— Start of SOURCE —
Michael Gungor, writer of songs and melter of faces behind the umlauted liturgical post-rock musical collective Gungor, just put his arm around my shoulder and reminded me why I’m doing what I’m doing.

Figuratively, sure, through his just-released book The Crowd, the Critic, and the Muse: A Book for Creators — but the truth is no less real simply for the fact that I can’t name-drop him as a friend friend.

I suppose I was already predisposed to like The Crowd, given my fondness for banjos, harmonized guitar solos, and swelling strings (all of which Gungor has in spades), but I was not prepared for the gut-level response I would have from the opening pages in which Michael describes his burnout and the pain it caused the people he loved the most.

Before I go any further, let me recommend this book — for creatives of all stripes (musicians, visual artists, graphic designers), pastors, and church leaders — not for its ability to teach you how to write a killer worship anthem (although Michael could help you with that) or how to get your song onto Christian radio playlists (see Appendix 3: A Snapshot of American Christian Music for help with that), but for the way it ushers in the hope that comes alive when our eyes are opened and we realize our God is here.

We are all creators. Those of us engaged in church work must be reminded of this again & again: We are called to build, rebuild, restore, redeem, and reconcile — to create, not destroy — in partnership with the living Christ all that sin has broken.

The common idea that there are some people who are creative and some who are not is a myth. So on some level, we are all artists. We are all creators.

In our little church community, we try to cultivate the God-given creativity in each of us for the cause of redemption. We believe that when we dream alongside our Creator, restoration becomes reality.

While “art” is notoriously difficult to define, Michael’s words sound a call to the Church to reclaim the God-given power behind it.

Art matters. It is not simply a leisure activity for the privileged or a hobby for the eccentric. It is practical good for the world. The work of the artist is an expression of hope. Art, along with all work is the ordering of creation toward the intention of the creator.

Throughout The Crowd, Michael injects these potentially heavy topics with humor and joy. From his first robot-crafted guitar to his description of  the (I’m still not convinced he’s real) stylings of The Emotron, Michael demonstrates a self-deprecating humor that is often missing from conversations about Art, Purpose, and Meaning.
— End of SOURCE —
— Start of RECORDS PROVIDED —
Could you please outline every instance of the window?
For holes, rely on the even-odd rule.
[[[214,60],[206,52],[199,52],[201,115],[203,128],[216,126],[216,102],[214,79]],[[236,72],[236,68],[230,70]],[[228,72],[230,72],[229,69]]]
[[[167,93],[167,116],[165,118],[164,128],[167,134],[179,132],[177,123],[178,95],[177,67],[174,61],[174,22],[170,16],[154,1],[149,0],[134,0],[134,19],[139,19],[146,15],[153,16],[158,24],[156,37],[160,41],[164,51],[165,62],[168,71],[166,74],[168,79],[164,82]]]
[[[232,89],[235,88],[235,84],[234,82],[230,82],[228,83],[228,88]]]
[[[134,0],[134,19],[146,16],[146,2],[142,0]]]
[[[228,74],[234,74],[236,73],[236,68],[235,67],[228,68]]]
— End of RECORDS PROVIDED —
> _REQUIREMENTS_:
**a)** In the review of The Crowd, the Critic, and the Muse, the sentence beginning "We are called to" lists several things we are called to do before the dash. List those verbs.
**b)** Carry the review of The Crowd, the Critic, and the Muse forward from its last sentence.

> _ANSWERS TO THE EXERCISES_:
**a)** build, rebuild, restore, redeem, reconcile

**b)**
The Christian music industry might play by “safe for the whole family” formulas but followers of Christ are driven by something much greater than fear:

In this story, my imagination is set free as it envisions the earth as part of the creation that will someday be set free from its bondage to decay. This is a framework in which one can anticipate the arrival of Beauty’s fullness. It is the anticipatory painting of a room that will eventually be lived in. It is the present feeding and clothing of those who are to eventually be clothed and fed. Art is not a distraction from human meaninglessness, but part of the burgeoning newness that gives our existence a hopeful and sacred meaningfulness. It speaks of incarnation. It is a future hope taking root in the present. It is a view that the Creator has not given up on his creation and an invitation to join the sculpting of creation’s dirt into something that God might breathe his very breath into.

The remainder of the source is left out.